Material for this task section start

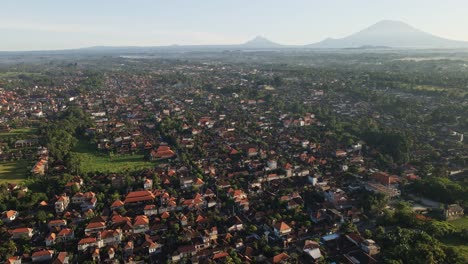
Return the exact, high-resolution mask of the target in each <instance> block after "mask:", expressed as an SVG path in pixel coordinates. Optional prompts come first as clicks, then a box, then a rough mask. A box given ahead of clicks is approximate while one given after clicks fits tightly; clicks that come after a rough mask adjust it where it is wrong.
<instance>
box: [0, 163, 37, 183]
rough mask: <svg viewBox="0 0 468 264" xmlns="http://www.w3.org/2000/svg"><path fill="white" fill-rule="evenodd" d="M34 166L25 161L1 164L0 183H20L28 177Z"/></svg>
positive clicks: (1, 163)
mask: <svg viewBox="0 0 468 264" xmlns="http://www.w3.org/2000/svg"><path fill="white" fill-rule="evenodd" d="M33 165H34V164H33V163H31V162H29V161H24V160H20V161H8V162H0V183H20V182H21V181H23V180H24V179H25V178H27V177H28V175H29V171H30V170H31V168H32V166H33Z"/></svg>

Material for this task section end

=== Assignment ===
Repeat only the stretch of lines that begins at the line containing "box: [0, 163, 37, 183]" and ends at the last line above, both included.

=== Task result ===
box: [0, 163, 37, 183]
rough mask: <svg viewBox="0 0 468 264" xmlns="http://www.w3.org/2000/svg"><path fill="white" fill-rule="evenodd" d="M34 166L25 161L1 164L0 183H20L28 177Z"/></svg>
positive clicks: (1, 163)
mask: <svg viewBox="0 0 468 264" xmlns="http://www.w3.org/2000/svg"><path fill="white" fill-rule="evenodd" d="M33 165H34V164H33V163H31V162H29V161H24V160H20V161H8V162H0V183H20V182H21V181H23V180H24V179H25V178H27V177H28V175H29V171H30V170H31V168H32V166H33Z"/></svg>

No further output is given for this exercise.